┌─ Supplied text

There was little work for singers in Europe during the war, and Sarah Fischer began to think about returning to Canada. Her mother had passed away much earlier, in 1922, and her father was ill and needed care. Furthermore, she knew that there would be many opportunities for her to develop the music scene in Montréal.
Thus, in 1940, Fischer settled in Montréal, established herself as a professor of voice and opened a studio. Shortly after returning to Montréal, she founded the Sarah Fischer Concerts, a series that would endure until her death 35 years later. The Sarah Fischer Concerts series, with its four concerts per season, promoted established Canadian musicians and presented new Canadian talent.
Working out of her apartment, Fischer ran all aspects of the concerts: contracting performers, preparing programs, and running publicity and ticket sales. In an interview she explained her motivation for the Sarah Fischer Concerts: "I give talent a public hearing. It is important for those who want to be heard. I mix amateurs with professionals -- that's how I got my start -- when (pianist) Myra Hess in London put me on with professionals" (Seligson, 1972). In all, Fischer made possible the debut of over 650 musicians.
Many acclaimed Canadian singers, instrumentalists and composers, including contralto Maureen Forrester (who debuted as a soprano), composer Violet Archer, and pianists Robert Silverman and André Laplante, made their debuts at these concerts. Fischer also performed at her concerts until February 25, 1942, when she sang in public for the last time in a recital that featured excerpts from Pelleas et Mélisande.
In 1946, Fischer instituted the Sarah Fischer Scholarships in memory of Dame Emma Albani, which were awarded annually to three musicians: a singer, a pianist and a string or wind instrumentalist. As well, Fischer offered $100 scholarships to her students. She explained, "I'm thanking Canada for my scholarship 55 years ago which sent me to London and opened the musical world to me" (Allegro, 1965).
Fischer also expressed her love of nurturing talent through teaching: "I give lessons two or three days a week. I never look at the clock. It may be one hour or two. I am carried away by the pleasure of teaching good pupils" (Allegro, 1965). She taught with a tuning fork, and her students studied solfège and sight singing.
Sarah Fischer received a number of honours throughout her life. In 1928, she was elected an Honorary Associate of the Royal College of Music (ARCM). In 1967, all of her costumes from past opera performances were displayed at the Hospitality Pavilion at Montréal's Expo 67, and her recordings were reissued on a private compliation, called Sarah Fischer, for release in Canada. One year later, she received an award from the Concert Society of Jewish Peoples' Schools and the Peretz Schools, an annual prize given to an outstanding artist.
Sarah Fischer demonstrated her love for the art form of opera through her commitment to performance and teaching. Through her concert series and scholarship programs, Sarah Fischer contributed significantly to promoting Canadian musicians, paving the way for new talent and leaving an indelible mark on classical music in Canada.

└─
┌─ Record set

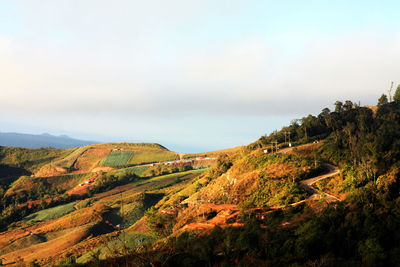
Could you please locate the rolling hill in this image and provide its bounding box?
[0,96,400,266]
[0,132,96,148]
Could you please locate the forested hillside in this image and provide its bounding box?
[0,91,400,266]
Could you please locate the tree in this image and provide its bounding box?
[334,101,343,112]
[393,85,400,103]
[378,94,388,107]
[343,100,353,111]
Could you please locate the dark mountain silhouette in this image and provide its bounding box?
[0,132,96,148]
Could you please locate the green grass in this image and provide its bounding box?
[23,202,76,224]
[128,150,179,166]
[0,147,72,172]
[101,151,133,167]
[110,166,149,177]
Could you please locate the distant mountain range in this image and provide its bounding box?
[0,132,96,148]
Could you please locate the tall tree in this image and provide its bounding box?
[378,94,388,107]
[343,100,353,111]
[335,101,343,112]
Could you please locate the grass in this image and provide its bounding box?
[23,202,76,224]
[111,166,149,177]
[128,150,179,166]
[101,150,133,167]
[7,173,88,198]
[0,147,73,172]
[51,146,89,169]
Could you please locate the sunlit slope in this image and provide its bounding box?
[35,143,179,176]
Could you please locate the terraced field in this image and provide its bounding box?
[101,150,133,167]
[128,150,179,166]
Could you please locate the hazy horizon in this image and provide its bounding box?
[0,0,400,152]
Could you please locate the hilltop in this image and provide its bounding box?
[0,94,400,266]
[0,132,96,148]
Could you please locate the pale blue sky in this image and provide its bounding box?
[0,0,400,152]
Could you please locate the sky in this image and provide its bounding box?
[0,0,400,152]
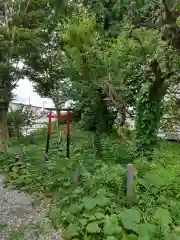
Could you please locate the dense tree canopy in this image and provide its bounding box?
[0,0,180,158]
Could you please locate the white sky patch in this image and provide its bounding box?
[13,78,54,107]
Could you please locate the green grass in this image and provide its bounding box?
[0,125,180,240]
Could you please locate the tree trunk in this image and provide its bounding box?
[56,110,61,128]
[0,109,9,146]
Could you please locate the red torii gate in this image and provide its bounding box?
[45,108,72,158]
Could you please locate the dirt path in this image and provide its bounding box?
[0,175,62,240]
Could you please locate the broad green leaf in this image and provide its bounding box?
[95,196,110,207]
[69,203,82,213]
[66,223,79,238]
[122,234,138,240]
[86,222,101,233]
[153,208,172,226]
[82,197,96,210]
[94,212,105,219]
[119,209,141,232]
[106,236,118,240]
[79,218,88,227]
[138,223,156,240]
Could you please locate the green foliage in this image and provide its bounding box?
[0,125,180,240]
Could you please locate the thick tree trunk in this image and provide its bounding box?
[56,110,61,128]
[0,109,9,146]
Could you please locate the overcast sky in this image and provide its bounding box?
[13,78,53,107]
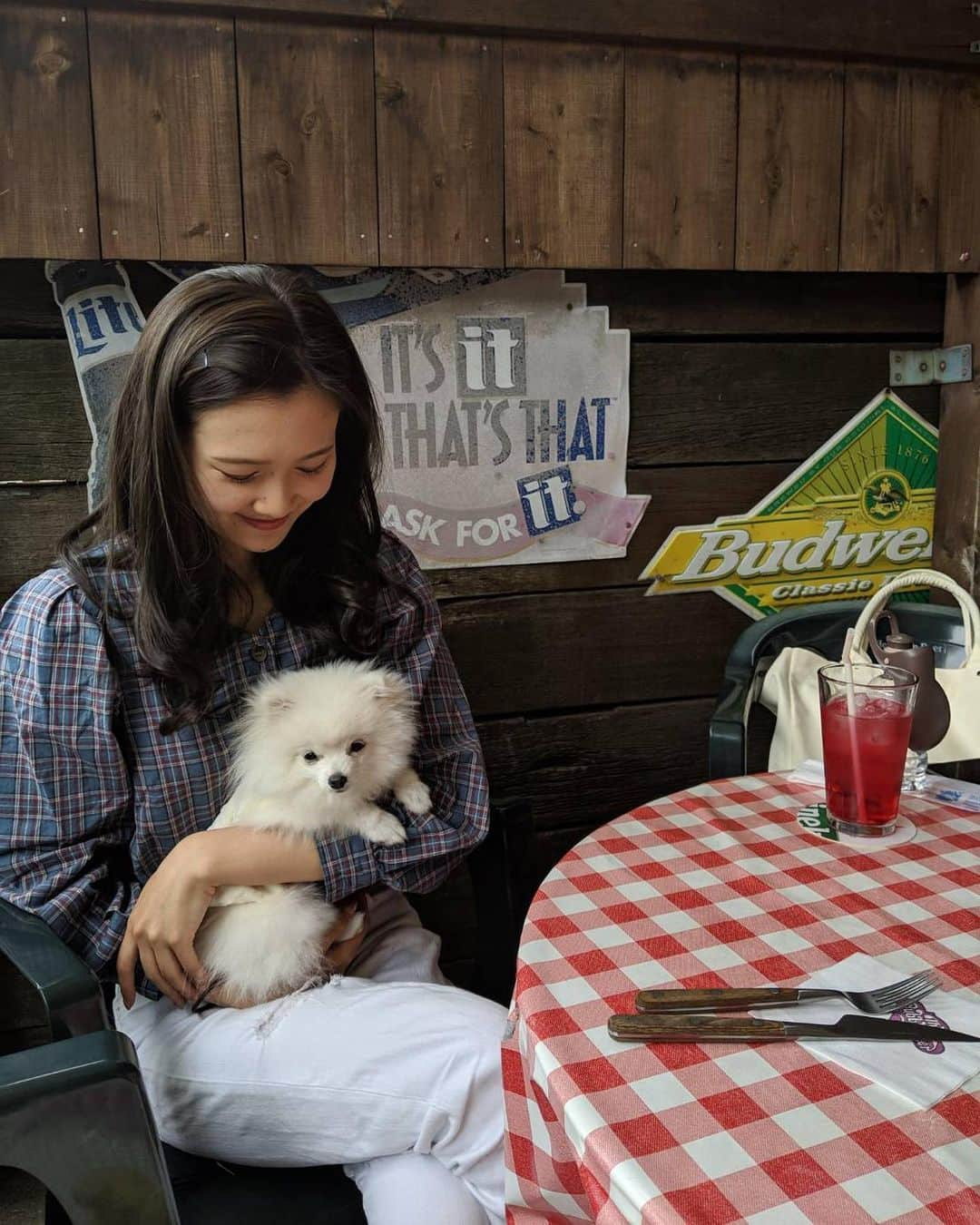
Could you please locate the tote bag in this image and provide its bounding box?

└─

◆ What this task involves:
Decide whether each statement below agrees with the text about Sarah Fischer. Answer yes or no for each, and quote the words from the text that settle it.
(a) Fischer opened a studio after settling in Montréal in 1940.
(b) The Sarah Fischer Concerts series presented six concerts each season.
(c) Fischer last sang in public in 1942.

◆ Result of the exercise:
(a) Yes: "in 1940, Fischer settled in Montréal, established herself as a professor of voice and opened a studio"
(b) No: "with its four concerts per season"
(c) Yes: "until February 25, 1942, when she sang in public for the last time"